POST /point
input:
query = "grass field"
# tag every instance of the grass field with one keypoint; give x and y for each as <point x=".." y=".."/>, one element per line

◆ ◆ ◆ ◆ ◆

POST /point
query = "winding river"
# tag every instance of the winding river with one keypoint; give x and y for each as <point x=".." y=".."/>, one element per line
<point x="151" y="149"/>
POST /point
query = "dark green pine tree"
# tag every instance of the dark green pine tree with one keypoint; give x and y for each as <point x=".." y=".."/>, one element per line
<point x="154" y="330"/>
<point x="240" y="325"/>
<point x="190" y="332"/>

◆ ◆ ◆ ◆ ◆

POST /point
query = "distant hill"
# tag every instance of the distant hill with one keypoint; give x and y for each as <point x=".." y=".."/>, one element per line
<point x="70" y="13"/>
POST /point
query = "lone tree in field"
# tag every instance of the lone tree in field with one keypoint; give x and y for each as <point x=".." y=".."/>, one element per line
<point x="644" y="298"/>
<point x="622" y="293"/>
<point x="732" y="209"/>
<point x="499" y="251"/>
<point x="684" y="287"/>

◆ ◆ ◆ ◆ ◆

» WHAT IS NEEDED: Report how many lines in the entries above contain the string "pine", treating uppercase and lowercase letters as distinct. Give only the number.

» TASK ANSWER: 2